→ PROBLEM STATEMENT: Copy out the records in full, word for word, without pictures.

→ DATASET CONTENT:
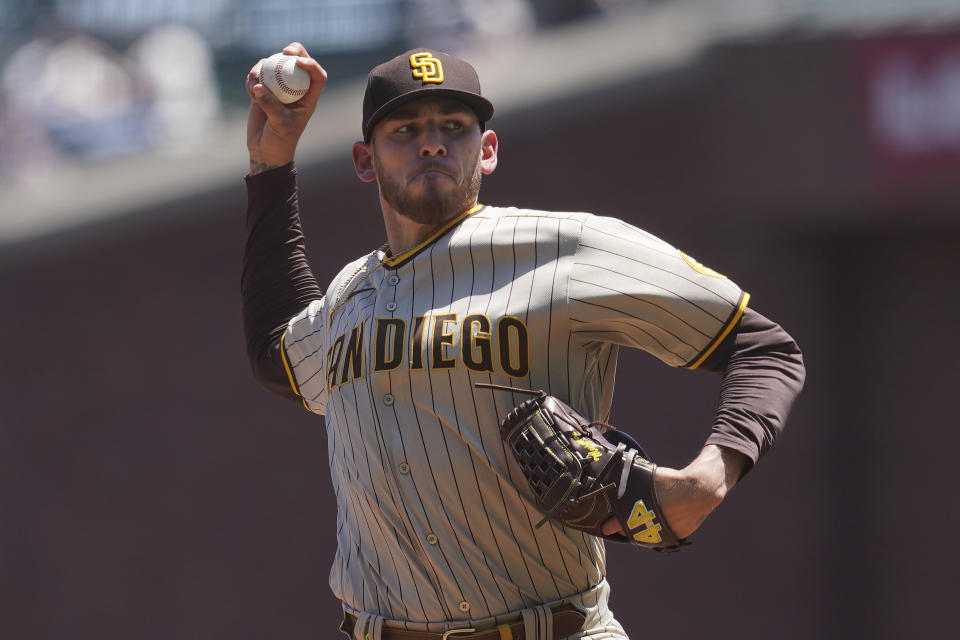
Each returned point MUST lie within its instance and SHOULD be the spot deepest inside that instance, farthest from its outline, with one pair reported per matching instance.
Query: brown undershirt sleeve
(276, 282)
(763, 373)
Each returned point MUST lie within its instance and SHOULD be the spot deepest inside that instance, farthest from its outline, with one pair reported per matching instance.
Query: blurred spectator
(79, 93)
(175, 66)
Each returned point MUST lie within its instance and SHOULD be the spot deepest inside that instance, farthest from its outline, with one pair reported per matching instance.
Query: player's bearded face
(426, 198)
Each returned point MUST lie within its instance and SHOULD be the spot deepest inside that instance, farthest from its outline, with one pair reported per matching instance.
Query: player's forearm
(276, 282)
(691, 494)
(763, 373)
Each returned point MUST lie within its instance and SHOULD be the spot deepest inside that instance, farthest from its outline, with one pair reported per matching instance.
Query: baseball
(284, 78)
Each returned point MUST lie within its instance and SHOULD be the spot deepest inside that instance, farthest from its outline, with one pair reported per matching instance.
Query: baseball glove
(582, 473)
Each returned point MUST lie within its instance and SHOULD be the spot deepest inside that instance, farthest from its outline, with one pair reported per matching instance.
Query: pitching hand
(274, 128)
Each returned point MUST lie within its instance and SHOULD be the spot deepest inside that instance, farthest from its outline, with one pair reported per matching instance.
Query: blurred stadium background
(809, 149)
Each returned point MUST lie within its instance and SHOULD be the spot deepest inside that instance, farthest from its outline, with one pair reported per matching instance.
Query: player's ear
(488, 152)
(363, 161)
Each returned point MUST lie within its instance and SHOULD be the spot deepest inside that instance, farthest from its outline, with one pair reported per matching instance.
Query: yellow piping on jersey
(286, 367)
(393, 261)
(723, 334)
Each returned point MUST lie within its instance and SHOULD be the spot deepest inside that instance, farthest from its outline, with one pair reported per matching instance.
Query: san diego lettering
(440, 341)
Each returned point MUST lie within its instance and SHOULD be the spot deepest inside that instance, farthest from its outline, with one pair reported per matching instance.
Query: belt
(566, 621)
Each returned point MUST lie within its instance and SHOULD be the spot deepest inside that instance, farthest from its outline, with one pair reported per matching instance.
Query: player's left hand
(689, 495)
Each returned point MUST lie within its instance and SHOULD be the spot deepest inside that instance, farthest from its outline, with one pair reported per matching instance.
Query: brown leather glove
(582, 473)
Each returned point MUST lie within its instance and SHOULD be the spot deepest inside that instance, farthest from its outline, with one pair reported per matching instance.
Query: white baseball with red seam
(284, 78)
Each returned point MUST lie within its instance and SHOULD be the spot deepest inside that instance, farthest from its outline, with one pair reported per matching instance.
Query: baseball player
(437, 530)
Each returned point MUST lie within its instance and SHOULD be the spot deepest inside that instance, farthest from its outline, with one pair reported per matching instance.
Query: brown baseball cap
(419, 73)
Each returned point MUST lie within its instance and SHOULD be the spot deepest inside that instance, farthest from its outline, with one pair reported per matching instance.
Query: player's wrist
(260, 163)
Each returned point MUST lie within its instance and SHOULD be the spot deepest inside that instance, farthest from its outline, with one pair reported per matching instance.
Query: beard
(432, 206)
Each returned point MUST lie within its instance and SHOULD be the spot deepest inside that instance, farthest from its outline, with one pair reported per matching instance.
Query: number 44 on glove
(582, 473)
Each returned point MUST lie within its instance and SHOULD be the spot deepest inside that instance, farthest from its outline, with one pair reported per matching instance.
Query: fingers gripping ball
(582, 473)
(284, 78)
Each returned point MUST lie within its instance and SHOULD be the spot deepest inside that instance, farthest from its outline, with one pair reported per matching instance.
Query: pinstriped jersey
(435, 522)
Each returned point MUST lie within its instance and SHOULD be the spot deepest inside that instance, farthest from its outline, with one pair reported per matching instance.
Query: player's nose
(431, 144)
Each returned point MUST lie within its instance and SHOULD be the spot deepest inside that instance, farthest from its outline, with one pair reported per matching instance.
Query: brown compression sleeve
(763, 373)
(276, 282)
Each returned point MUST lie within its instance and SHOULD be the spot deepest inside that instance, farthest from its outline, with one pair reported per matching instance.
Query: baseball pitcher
(465, 371)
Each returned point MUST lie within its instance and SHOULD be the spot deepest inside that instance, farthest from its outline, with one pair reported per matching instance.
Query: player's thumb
(266, 100)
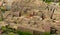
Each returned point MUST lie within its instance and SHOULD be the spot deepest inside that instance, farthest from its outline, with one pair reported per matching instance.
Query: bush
(47, 33)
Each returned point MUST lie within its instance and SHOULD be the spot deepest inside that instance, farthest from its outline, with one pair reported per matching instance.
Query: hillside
(32, 15)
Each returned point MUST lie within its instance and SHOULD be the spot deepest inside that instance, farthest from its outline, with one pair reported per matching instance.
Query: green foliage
(23, 32)
(59, 3)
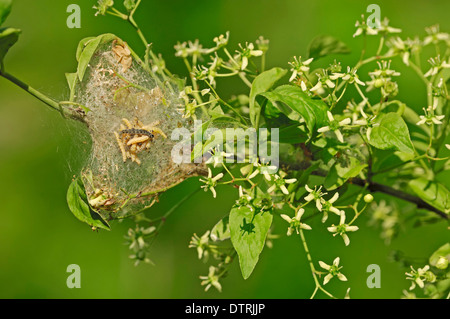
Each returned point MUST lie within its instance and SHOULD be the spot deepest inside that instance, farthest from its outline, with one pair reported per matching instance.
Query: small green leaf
(391, 133)
(324, 45)
(248, 235)
(443, 251)
(86, 49)
(262, 83)
(71, 81)
(8, 37)
(292, 134)
(435, 194)
(5, 9)
(103, 6)
(77, 201)
(342, 171)
(221, 231)
(296, 104)
(129, 4)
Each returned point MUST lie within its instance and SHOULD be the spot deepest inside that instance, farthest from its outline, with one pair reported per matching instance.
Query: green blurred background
(39, 237)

→ REPLY TO THE TASK:
Each returned point MUST lie within its instance and SHOULD be the spot deepest inside that instance, farthest from its outline, with one pair reported per matching instance.
Query: brown undershirt sleeve
(276, 282)
(763, 373)
Each returned point MUST lie within its instance and SHOULD be the spot deepest inside that instance, farthest from its outline, with one pair reported per matching instance.
Query: blurred spectator
(79, 93)
(175, 66)
Each returned point MUST lie within its instance and SHOULD be the spot deepest inside that instance, farthest from its outline, with one pair reported per matching instance.
Query: player's bearded face
(426, 198)
Each returned point MUST lie within its instance and SHOULD be the spot deepest inside that instance, farthest from its outline, with one pair reported per matching instance.
Query: player's forearm
(276, 282)
(691, 494)
(763, 373)
Each returned point MUST lie within its instance and SHOULD be the spot deepest inside that instance, farthest from its outline, with one pair reported per matching instance.
Query: baseball
(284, 78)
Each returned point MUST lie within its instance and SHOULD be the spot deepest inside that instance, farthest from its outline, with one pair reported per matching instance.
Query: baseball glove
(582, 473)
Each returned point MUST lie within its instance and SHOULD be the spot deepest inside that instance, farthest from its outline, with one pair reported per matching instance.
Query: pitching hand
(274, 128)
Each returned point MUST lie within its instance and SHOULD be the spot deepest inside that instance, farthest from its outline, with one pair reported per matching instance.
Query: blurred stadium background
(809, 149)
Each returned point MUST lie within its instance and SHOULD be the spot deepest inside that instance, farthest from its outline, with one pair reported per matching instance.
Query: player's ear
(488, 152)
(363, 161)
Each returned point MUST lie within its instance and SHOULD be the spot deepest inside that instance, farthest from its outline, with one pair reported per matching instance.
Query: yellow piping on jersey
(286, 367)
(393, 261)
(723, 334)
Each returned point MUST lie within its instance and SHOULD be the spot deepest inside that instance, farthest from its outline, with one pair reported per matching instance.
Query: san diego lettering
(440, 341)
Each returned point MUST lie within its instance and SHOULD be the spot deepest inside that instance, farthest from its outline, with one pair reported per matching instance.
Query: belt
(566, 621)
Each returned point MUST lie within its instance and SHOULD be the spot deepest inside that instance, farthest from its outline, with one pair reported per matching instance.
Query: player's left hand
(689, 495)
Each returned point MUST lie within its instance and SHOULD be the spot deepest inside that instance, farthest from its outline, with one pair reported per matching instance.
Query: brown leather glove
(582, 473)
Each returned point MUST lie within its instance and SHOULD be the spot deepest inside that instance, farthest from its outline, with one pair reported per matching instance.
Query: white baseball with red seam
(284, 78)
Each returned point MUST lie within its instance and SHOULD be the spot deepest inside that instance, farthest from its outline, with one pair reported per matching instance.
Query: baseball player
(437, 530)
Each returned point MUST lie within its instance and SHOULD be the spot deepest inside that instance, farthest from its outline, with one pair reported per matching instance.
Query: brown baseball cap
(419, 73)
Each returned point MUST lie within its instance and SHOULD be the spot deepest inside that instance, farthest from its outline, with one pair reported per matching instance.
Query: player's wrist
(260, 163)
Each returned point MUST lie within its instance and SHOULD be the spot deepest inside that instance, farthest from its outline, with one pair reported per matching instance.
Query: beard
(432, 206)
Each returned point MUST lie within its instance and SHOULD be the spot deepest inside that instance, farthest from its outline, with one pair reported per matching instance.
Query: number 44 on glove
(582, 473)
Each returned point MUST lie within its instance and SHOULD be the spot deepest inside that instance, farthest from its outline, with one pair reported per matching instance.
Query: fingers gripping ball
(582, 473)
(284, 78)
Each returned point MUST lie within its instance and SHOULD be the spot deepest inside that instance, farthest from its outline, with one pair reported per matching instance.
Query: pinstriped jersey
(435, 522)
Each returned point MUST lie within its instance and SHOULD be the spot deepest inside that instance, farthest from its outline, with one pair reported per matching instance.
Query: player's nose
(431, 144)
Each returned point MUST lie within its instance and SHOULD be the spot deepest inside that instance, farthest from its outline, with one pair reported per matching instance.
Query: brown compression sleeve
(763, 373)
(276, 282)
Each returned point MUST lie within its instance and SHOULD be the spot deepest inside that instance, farthest from its outline, with one pair reported per matching instance.
Query: baseball pitcher
(465, 371)
Each returned point MUST lie within its instance and SHOULD be the spot deepest inside that instance, farthest from its outline, with one pair reported per matching instance.
Query: player's thumb
(266, 100)
Each returned point MUST lie within its instance and SHOULD be the spot deepest inside that instance, farthest from its outline, with one pair reported per matching instance.
Query: bush
(47, 33)
Each returned point MUST lie within its instance and SHOULD be the spot deepest inside that instance, farthest from its outline, with one pair reported per matching instance.
Query: hillside
(32, 15)
Each returned point MUST lie within its instance and SHOULD be the spot deepest inside that instance, farthest from its outline, with one pair reported per matching instance.
Query: green foliage
(23, 32)
(59, 3)
Each returned point MUST lie within its instance and SHOULD be the spot deepest inside that instance, farthest from its outline, with one pair reported per matching instance.
Query: small green leaf
(391, 133)
(324, 45)
(248, 235)
(443, 251)
(86, 49)
(262, 83)
(71, 81)
(8, 37)
(292, 134)
(435, 194)
(5, 9)
(103, 6)
(77, 201)
(342, 171)
(221, 231)
(296, 104)
(129, 4)
Each returned point MUST lie within its instance and SHOULD be the spot deepest inside that instance, farthest from its outline, with one pair reported per matching instance.
Query: green blurred background
(39, 237)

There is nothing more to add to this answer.